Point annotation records

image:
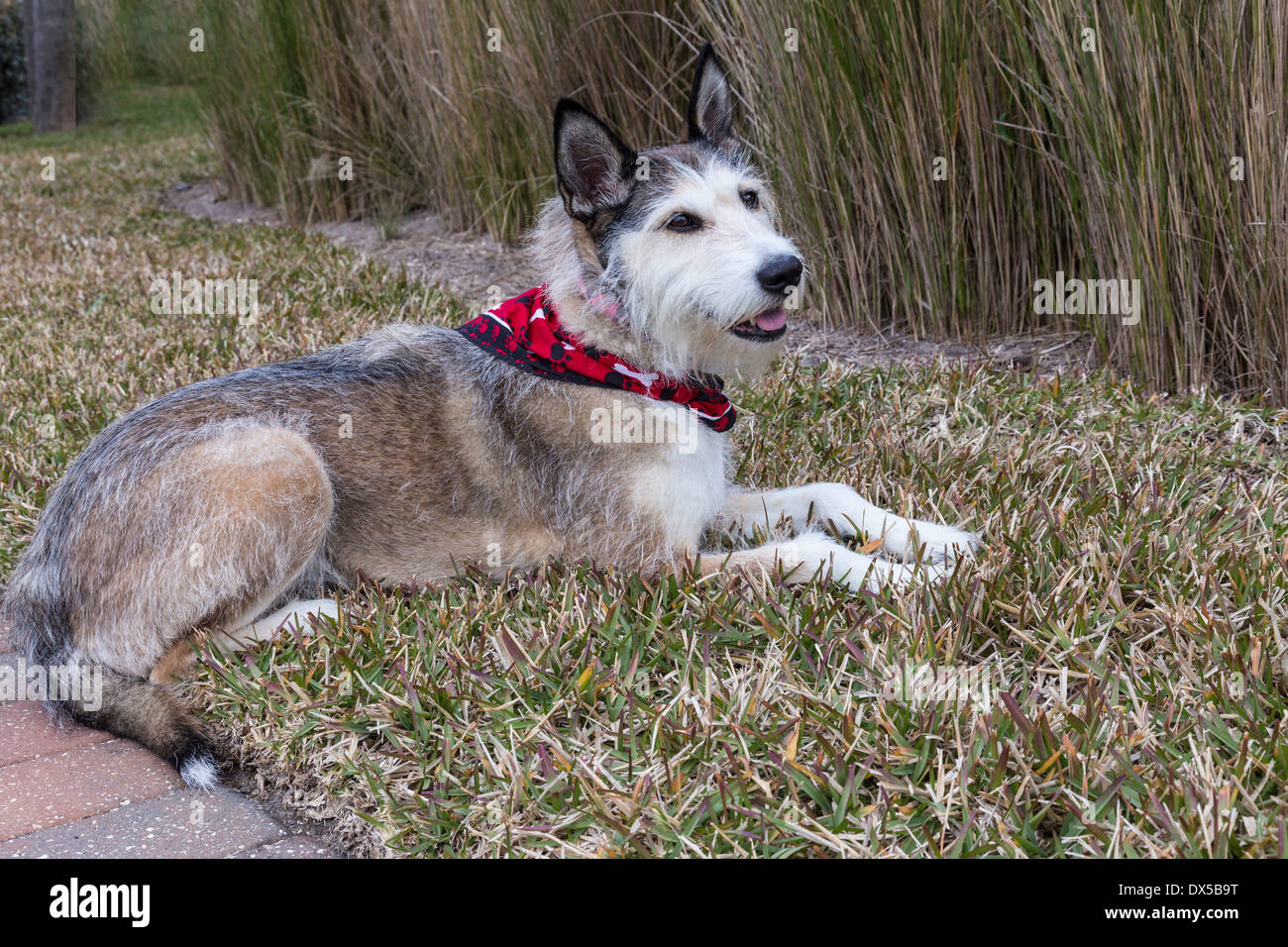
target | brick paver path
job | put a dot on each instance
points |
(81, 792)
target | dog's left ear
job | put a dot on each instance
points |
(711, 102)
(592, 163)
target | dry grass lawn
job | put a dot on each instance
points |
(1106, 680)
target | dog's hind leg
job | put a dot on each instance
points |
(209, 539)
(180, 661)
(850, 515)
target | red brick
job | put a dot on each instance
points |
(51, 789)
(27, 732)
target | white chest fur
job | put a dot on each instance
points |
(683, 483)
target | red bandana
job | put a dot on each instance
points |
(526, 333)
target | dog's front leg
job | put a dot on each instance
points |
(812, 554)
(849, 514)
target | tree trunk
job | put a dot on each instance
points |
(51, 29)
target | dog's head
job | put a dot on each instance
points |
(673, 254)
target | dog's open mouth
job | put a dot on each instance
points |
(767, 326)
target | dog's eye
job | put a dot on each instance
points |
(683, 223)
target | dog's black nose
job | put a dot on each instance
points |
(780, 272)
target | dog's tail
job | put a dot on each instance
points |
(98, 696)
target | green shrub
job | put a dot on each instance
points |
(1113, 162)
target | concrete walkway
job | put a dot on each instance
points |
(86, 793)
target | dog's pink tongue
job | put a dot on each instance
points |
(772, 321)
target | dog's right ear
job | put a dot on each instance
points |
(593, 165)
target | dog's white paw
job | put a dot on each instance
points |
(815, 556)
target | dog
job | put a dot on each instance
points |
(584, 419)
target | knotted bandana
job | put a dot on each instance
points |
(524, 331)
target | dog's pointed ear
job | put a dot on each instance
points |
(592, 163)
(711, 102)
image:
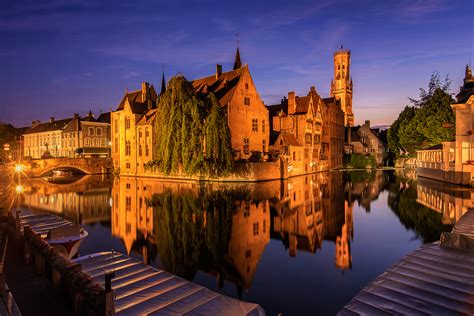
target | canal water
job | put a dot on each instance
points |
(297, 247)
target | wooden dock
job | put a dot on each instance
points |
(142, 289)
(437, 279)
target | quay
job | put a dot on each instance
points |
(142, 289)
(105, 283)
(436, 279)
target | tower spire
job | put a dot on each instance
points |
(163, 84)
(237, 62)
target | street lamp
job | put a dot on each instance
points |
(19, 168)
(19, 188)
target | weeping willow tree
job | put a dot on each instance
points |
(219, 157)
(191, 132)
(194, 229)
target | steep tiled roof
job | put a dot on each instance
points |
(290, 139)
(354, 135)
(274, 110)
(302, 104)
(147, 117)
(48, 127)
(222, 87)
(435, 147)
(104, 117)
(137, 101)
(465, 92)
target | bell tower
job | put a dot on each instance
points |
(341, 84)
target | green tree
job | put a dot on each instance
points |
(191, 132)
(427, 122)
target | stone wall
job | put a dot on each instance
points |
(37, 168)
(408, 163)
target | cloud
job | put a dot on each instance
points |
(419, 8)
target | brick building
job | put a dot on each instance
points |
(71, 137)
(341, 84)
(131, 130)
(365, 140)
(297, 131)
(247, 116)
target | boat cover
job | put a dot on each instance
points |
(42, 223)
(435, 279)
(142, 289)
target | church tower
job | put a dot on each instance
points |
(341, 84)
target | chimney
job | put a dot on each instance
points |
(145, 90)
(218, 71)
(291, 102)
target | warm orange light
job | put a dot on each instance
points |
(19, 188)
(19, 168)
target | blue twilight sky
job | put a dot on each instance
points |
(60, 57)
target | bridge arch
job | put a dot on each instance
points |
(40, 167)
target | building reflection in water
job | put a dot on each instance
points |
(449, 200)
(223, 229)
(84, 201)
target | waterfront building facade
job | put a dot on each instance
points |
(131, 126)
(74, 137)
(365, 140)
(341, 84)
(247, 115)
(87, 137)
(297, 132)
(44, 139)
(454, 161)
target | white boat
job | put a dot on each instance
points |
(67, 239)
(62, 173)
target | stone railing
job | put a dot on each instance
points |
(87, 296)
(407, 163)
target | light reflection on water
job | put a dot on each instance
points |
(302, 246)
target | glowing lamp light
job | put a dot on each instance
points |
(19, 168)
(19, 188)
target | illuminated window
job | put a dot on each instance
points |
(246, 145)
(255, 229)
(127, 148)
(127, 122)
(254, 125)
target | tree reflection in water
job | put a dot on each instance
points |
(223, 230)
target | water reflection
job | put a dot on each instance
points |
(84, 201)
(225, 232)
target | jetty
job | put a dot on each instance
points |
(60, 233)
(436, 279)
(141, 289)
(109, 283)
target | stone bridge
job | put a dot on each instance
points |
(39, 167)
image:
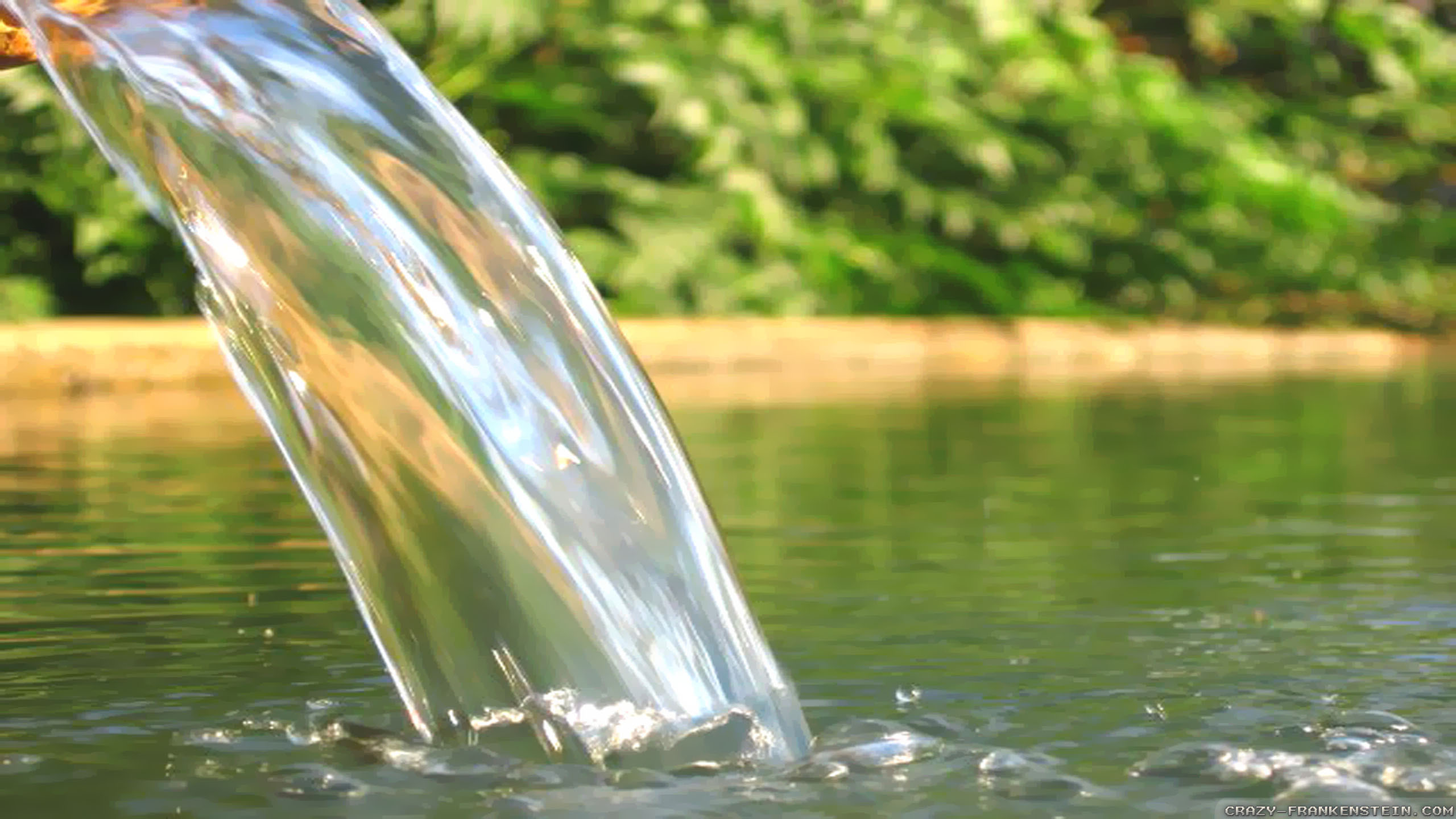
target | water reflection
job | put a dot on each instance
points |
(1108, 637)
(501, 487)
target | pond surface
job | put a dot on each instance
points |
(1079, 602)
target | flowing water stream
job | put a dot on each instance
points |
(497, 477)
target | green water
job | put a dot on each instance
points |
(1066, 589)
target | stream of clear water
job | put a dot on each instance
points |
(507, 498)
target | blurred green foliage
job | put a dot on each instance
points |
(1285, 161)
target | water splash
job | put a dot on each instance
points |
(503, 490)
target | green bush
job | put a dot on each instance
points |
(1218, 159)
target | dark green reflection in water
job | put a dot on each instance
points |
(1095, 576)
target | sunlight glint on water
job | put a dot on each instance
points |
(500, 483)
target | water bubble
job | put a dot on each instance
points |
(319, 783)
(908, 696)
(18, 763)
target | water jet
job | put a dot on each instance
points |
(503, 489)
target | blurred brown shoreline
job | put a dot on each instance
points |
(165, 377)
---
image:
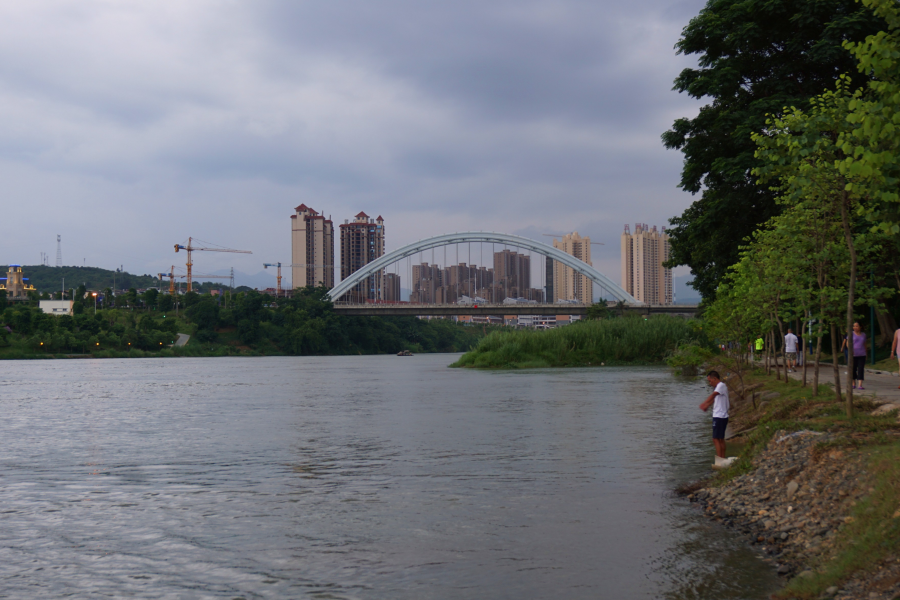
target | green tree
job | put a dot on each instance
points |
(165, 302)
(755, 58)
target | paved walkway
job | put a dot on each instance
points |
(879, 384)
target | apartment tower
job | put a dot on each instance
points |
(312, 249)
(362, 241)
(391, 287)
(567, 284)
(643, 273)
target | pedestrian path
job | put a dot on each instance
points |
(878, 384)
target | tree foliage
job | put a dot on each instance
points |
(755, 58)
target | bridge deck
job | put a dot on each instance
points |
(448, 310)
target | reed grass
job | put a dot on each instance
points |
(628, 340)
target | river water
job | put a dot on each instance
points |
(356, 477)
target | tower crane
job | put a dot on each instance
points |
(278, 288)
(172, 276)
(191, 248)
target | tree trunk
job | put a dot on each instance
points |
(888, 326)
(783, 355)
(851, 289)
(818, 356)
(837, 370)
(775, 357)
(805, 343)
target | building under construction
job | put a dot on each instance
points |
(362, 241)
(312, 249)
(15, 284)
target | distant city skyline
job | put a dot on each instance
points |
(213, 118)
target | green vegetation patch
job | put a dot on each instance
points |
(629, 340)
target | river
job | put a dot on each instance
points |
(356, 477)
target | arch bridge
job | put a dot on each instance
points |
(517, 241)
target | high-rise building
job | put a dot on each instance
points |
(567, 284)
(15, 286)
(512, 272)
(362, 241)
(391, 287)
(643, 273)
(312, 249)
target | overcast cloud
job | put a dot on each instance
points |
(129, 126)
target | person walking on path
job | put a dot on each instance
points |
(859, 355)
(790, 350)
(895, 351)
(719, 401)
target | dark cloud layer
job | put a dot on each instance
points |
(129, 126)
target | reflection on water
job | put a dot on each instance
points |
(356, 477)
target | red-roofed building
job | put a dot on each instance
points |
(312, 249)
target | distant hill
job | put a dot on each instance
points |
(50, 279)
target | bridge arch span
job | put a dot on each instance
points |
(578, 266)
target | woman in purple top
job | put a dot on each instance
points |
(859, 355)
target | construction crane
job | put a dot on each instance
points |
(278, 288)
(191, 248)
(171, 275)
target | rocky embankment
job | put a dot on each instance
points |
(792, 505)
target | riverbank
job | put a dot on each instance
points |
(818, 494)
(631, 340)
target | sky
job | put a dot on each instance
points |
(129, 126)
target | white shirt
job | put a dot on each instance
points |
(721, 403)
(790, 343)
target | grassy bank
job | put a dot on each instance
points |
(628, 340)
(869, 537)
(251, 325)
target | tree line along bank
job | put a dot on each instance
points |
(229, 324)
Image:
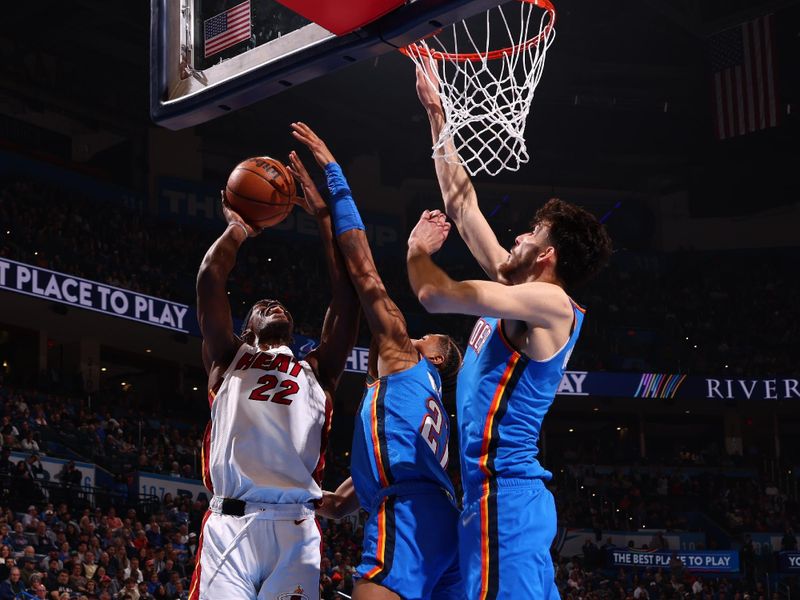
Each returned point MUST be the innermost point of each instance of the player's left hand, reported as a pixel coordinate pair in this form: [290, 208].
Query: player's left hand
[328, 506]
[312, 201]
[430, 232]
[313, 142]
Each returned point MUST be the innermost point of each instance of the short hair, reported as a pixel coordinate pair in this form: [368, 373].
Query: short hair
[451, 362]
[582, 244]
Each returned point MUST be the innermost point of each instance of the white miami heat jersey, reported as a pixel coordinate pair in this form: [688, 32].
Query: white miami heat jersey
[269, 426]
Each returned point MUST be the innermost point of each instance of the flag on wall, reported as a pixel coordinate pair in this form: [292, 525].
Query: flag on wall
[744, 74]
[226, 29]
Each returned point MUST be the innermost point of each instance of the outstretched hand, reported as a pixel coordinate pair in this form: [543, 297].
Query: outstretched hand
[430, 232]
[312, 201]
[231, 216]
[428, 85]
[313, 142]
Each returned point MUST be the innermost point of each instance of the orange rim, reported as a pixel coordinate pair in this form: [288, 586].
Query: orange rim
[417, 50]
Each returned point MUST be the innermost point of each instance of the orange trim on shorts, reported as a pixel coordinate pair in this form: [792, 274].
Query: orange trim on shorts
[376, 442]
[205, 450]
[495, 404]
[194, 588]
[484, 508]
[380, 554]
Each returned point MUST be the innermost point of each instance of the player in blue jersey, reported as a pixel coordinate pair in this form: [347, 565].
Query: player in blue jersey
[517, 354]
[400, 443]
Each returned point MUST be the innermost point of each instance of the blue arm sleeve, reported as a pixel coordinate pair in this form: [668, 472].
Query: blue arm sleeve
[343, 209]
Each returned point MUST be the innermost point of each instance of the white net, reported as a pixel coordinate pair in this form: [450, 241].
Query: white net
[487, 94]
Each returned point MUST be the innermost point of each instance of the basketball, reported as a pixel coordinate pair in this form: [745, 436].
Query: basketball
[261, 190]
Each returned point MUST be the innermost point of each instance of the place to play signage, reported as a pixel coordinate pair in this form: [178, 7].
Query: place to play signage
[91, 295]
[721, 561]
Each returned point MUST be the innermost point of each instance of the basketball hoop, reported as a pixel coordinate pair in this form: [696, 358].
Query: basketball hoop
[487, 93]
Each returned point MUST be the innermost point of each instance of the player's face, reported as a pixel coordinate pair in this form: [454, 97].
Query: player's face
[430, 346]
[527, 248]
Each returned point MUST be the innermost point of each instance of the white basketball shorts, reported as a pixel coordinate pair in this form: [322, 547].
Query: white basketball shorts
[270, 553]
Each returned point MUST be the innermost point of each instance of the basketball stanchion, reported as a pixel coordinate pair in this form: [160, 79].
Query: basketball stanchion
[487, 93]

> _WHAT IS ASKED_:
Please count how many lines of the records contain the string "path", and reply with only that number.

> _THE COMPLETED TASK_:
3